(Natural language region descriptions)
◆ ◆ ◆ ◆ ◆

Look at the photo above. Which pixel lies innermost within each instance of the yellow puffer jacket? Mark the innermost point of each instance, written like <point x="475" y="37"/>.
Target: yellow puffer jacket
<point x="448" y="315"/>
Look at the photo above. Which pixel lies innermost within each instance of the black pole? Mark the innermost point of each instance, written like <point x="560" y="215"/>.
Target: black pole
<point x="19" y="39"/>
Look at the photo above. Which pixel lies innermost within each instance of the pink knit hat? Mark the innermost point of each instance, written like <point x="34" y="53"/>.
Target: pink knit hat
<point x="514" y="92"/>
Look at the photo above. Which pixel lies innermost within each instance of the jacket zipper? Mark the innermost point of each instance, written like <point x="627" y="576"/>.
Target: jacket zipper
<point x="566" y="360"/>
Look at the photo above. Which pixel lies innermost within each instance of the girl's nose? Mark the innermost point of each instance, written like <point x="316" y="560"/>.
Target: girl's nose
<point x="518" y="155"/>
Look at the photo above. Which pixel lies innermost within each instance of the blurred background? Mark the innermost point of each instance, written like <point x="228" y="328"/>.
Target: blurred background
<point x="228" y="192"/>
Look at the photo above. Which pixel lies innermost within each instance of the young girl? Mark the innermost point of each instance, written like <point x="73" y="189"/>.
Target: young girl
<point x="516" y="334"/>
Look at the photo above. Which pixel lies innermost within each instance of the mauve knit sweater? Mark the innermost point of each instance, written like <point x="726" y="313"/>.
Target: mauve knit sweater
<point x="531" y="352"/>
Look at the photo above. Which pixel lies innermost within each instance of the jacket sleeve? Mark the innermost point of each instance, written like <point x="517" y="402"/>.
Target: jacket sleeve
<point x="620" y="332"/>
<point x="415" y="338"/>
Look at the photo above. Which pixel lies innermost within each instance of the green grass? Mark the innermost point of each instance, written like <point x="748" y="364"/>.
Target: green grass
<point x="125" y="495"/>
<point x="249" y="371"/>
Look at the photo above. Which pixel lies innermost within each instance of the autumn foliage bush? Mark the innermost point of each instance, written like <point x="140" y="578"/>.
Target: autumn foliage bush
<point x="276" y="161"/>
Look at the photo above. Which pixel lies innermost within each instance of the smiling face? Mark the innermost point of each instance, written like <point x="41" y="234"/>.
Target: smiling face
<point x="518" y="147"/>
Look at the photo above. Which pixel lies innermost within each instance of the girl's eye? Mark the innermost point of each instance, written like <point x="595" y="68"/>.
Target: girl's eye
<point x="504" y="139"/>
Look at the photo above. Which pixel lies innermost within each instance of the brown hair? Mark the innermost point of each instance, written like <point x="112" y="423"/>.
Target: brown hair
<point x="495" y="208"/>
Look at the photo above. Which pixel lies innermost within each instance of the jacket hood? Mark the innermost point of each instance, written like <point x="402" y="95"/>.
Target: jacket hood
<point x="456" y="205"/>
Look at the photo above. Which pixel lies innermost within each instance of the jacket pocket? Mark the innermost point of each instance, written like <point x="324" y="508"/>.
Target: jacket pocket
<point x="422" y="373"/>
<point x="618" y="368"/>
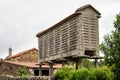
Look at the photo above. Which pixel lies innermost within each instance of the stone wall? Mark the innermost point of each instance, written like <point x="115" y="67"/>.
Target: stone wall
<point x="31" y="56"/>
<point x="10" y="69"/>
<point x="26" y="78"/>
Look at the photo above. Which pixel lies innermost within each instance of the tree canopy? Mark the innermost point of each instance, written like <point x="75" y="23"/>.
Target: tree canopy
<point x="111" y="48"/>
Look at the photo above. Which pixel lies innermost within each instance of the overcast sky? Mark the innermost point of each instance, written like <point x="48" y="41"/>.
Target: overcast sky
<point x="21" y="20"/>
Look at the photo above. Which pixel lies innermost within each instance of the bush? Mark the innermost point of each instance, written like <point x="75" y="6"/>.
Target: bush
<point x="22" y="72"/>
<point x="78" y="74"/>
<point x="102" y="73"/>
<point x="62" y="74"/>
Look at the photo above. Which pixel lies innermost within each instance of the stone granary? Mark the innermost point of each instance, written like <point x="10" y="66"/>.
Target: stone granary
<point x="72" y="39"/>
<point x="27" y="60"/>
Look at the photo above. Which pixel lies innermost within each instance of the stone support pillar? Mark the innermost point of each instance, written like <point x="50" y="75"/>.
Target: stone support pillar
<point x="77" y="64"/>
<point x="96" y="63"/>
<point x="40" y="70"/>
<point x="50" y="69"/>
<point x="81" y="62"/>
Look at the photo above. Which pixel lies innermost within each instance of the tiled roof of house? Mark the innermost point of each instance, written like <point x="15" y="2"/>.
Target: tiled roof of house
<point x="30" y="64"/>
<point x="25" y="64"/>
<point x="21" y="53"/>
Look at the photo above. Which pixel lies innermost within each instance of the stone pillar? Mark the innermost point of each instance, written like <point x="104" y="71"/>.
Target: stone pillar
<point x="96" y="63"/>
<point x="50" y="69"/>
<point x="40" y="70"/>
<point x="63" y="64"/>
<point x="81" y="62"/>
<point x="77" y="64"/>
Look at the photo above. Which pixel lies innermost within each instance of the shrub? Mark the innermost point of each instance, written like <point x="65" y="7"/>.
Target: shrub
<point x="22" y="72"/>
<point x="79" y="74"/>
<point x="102" y="73"/>
<point x="62" y="74"/>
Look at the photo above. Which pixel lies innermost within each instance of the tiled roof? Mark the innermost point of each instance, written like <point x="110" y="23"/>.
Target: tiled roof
<point x="25" y="64"/>
<point x="30" y="64"/>
<point x="21" y="53"/>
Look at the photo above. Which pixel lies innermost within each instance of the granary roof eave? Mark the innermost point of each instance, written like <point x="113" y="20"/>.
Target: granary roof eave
<point x="59" y="23"/>
<point x="86" y="6"/>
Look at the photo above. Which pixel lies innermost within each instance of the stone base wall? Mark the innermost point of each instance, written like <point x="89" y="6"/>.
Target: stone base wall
<point x="26" y="78"/>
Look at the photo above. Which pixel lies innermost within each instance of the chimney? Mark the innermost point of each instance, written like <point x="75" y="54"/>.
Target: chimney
<point x="10" y="52"/>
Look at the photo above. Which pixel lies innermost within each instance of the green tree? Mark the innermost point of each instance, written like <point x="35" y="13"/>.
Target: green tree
<point x="22" y="72"/>
<point x="111" y="48"/>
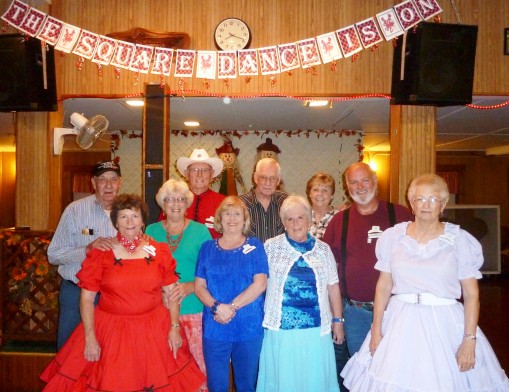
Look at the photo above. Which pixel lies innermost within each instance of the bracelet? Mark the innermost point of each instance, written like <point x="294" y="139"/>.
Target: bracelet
<point x="213" y="308"/>
<point x="340" y="320"/>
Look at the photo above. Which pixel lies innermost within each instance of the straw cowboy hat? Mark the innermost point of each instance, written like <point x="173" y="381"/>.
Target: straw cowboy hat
<point x="199" y="155"/>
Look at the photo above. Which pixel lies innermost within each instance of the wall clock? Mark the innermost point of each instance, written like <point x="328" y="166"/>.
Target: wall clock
<point x="232" y="34"/>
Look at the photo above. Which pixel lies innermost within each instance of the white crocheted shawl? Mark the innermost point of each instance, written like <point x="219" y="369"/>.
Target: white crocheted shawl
<point x="282" y="256"/>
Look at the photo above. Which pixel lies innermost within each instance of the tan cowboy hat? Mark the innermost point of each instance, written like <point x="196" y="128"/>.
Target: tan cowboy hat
<point x="199" y="155"/>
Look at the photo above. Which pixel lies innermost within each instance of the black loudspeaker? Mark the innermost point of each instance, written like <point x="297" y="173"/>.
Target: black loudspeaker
<point x="434" y="65"/>
<point x="22" y="78"/>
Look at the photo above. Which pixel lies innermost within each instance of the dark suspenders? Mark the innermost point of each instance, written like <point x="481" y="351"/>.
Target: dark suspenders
<point x="344" y="235"/>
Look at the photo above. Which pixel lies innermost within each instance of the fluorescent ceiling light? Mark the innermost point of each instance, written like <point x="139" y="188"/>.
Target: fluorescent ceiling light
<point x="135" y="102"/>
<point x="318" y="103"/>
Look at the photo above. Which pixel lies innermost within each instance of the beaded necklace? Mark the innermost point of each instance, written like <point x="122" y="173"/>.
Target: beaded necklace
<point x="173" y="243"/>
<point x="130" y="246"/>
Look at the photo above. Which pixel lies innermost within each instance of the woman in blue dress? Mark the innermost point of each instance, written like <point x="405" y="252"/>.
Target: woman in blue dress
<point x="230" y="279"/>
<point x="303" y="305"/>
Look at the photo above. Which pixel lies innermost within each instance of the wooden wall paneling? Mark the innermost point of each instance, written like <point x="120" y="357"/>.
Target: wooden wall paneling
<point x="156" y="118"/>
<point x="413" y="131"/>
<point x="484" y="180"/>
<point x="20" y="371"/>
<point x="32" y="186"/>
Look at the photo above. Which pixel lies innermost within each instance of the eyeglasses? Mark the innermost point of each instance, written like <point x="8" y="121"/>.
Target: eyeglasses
<point x="179" y="199"/>
<point x="431" y="199"/>
<point x="272" y="180"/>
<point x="195" y="170"/>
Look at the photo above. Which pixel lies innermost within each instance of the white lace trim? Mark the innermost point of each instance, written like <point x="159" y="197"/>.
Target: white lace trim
<point x="282" y="256"/>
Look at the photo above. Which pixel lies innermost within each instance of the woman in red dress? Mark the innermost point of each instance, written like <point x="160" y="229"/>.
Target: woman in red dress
<point x="130" y="341"/>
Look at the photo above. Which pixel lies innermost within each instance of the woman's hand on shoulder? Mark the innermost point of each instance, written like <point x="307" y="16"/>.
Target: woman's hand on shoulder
<point x="376" y="338"/>
<point x="174" y="339"/>
<point x="102" y="243"/>
<point x="92" y="351"/>
<point x="338" y="333"/>
<point x="181" y="290"/>
<point x="225" y="313"/>
<point x="465" y="357"/>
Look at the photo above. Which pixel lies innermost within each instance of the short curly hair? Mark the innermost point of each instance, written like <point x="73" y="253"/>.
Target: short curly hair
<point x="174" y="186"/>
<point x="128" y="201"/>
<point x="320" y="178"/>
<point x="229" y="203"/>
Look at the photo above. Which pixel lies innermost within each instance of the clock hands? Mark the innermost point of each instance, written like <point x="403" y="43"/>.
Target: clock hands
<point x="234" y="36"/>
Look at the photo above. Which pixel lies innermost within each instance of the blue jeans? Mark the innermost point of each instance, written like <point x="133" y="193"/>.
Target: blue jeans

◆ ◆ ◆ ◆ ◆

> [ACTIVITY]: How many lines above include the word "jeans"? Answer with the number alone.

> [SOLUTION TO THIS EXERCISE]: 2